** Provided passage follows **

So if you’ve been reading any posts in this blog, you’ll know that I planted way too much this past year. Such is the way of life during Covid.
I planted during only two seasons this year–Summer and Fall–due to my knee surgery in the spring, Even so, I was able to get a large amount of new-to-me species in the ground. This was my first year planting many tyes of plants: leeks and onions; tomatillos and eggplants; dahlias, snapdragons, and a variety of other annuals; rudbeckias, echinaceas, and other perennial flowers; and turnips, rutabegas; and apples and lilac trees. I also grew the usual: tomatoes, peppers, strawberries, herbs, lettuce, winter squash.
Probably the biggest surprise this past year were my snapdragons (Madame Butterfly Bronze; Rocket mix). The seeds of the snapdragon are as small as grains of ground pepper, and they took a while to germinate and grow. Once they were established, though, it seemed like nothing could kill them. They have long, strong stems; bright , frilly flowers; and they are easy to clean for flower arrangements. They also seem impervious to the heat (we had a record-breaking hot, dry summer this past year) and they were my last flower to die off this fall. I hear that you can plant them early spring, which is my plan this coming year–I should have snapdragons for flower arrangements from May until November.

** End of Provided passage **

_Work request_.
Please return the section of the gardening post starting at "Probably the biggest" and ending at "May until November.", copied word for word.

** Supplied records follows **

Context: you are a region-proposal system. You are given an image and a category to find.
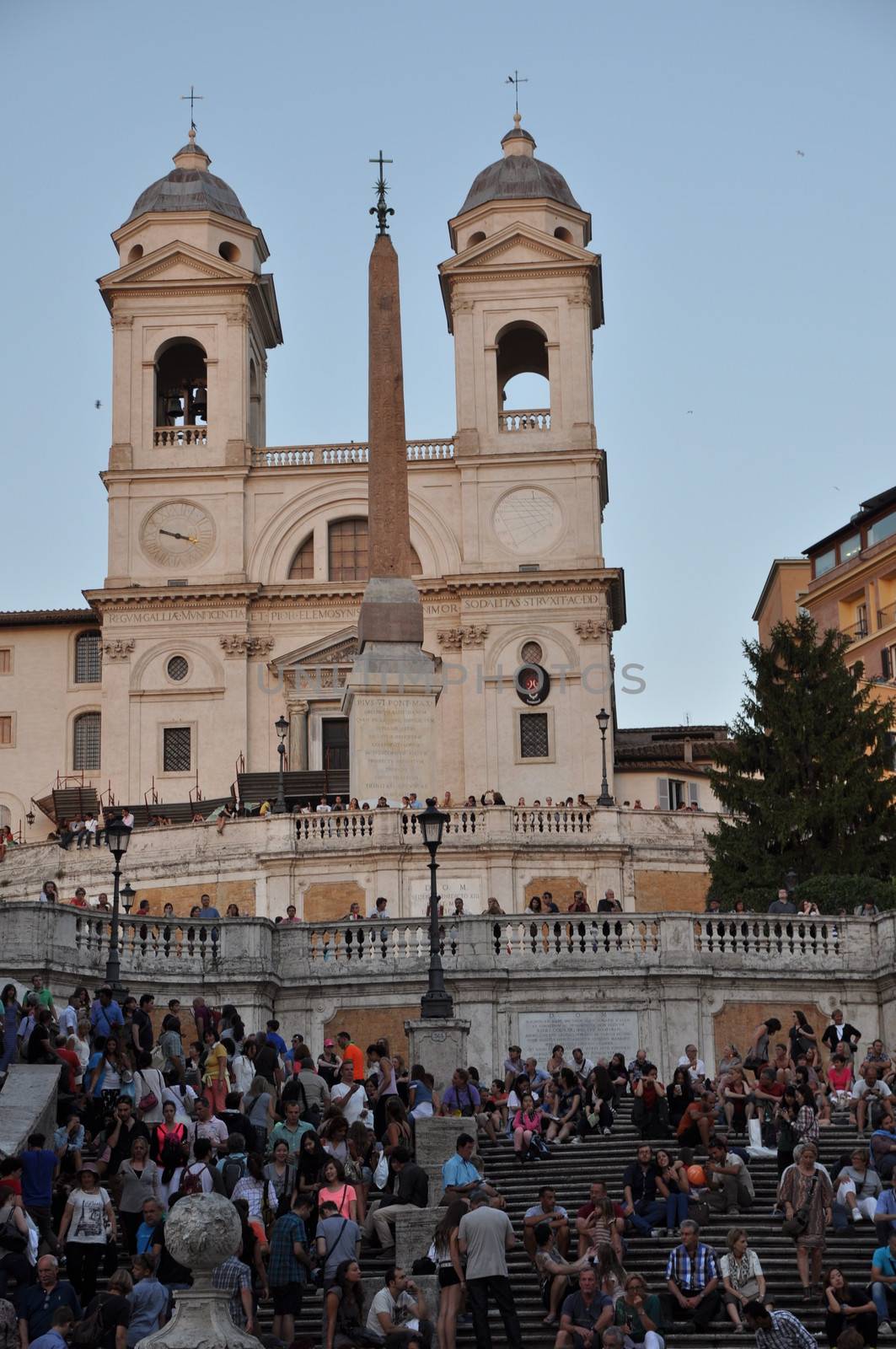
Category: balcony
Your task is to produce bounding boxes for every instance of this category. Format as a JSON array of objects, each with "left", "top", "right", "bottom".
[
  {"left": 252, "top": 440, "right": 455, "bottom": 468},
  {"left": 153, "top": 427, "right": 209, "bottom": 448},
  {"left": 498, "top": 407, "right": 550, "bottom": 430}
]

** End of Supplied records **

_Expected answer_.
Probably the biggest surprise this past year were my snapdragons (Madame Butterfly Bronze; Rocket mix). The seeds of the snapdragon are as small as grains of ground pepper, and they took a while to germinate and grow. Once they were established, though, it seemed like nothing could kill them. They have long, strong stems; bright , frilly flowers; and they are easy to clean for flower arrangements. They also seem impervious to the heat (we had a record-breaking hot, dry summer this past year) and they were my last flower to die off this fall. I hear that you can plant them early spring, which is my plan this coming year–I should have snapdragons for flower arrangements from May until November.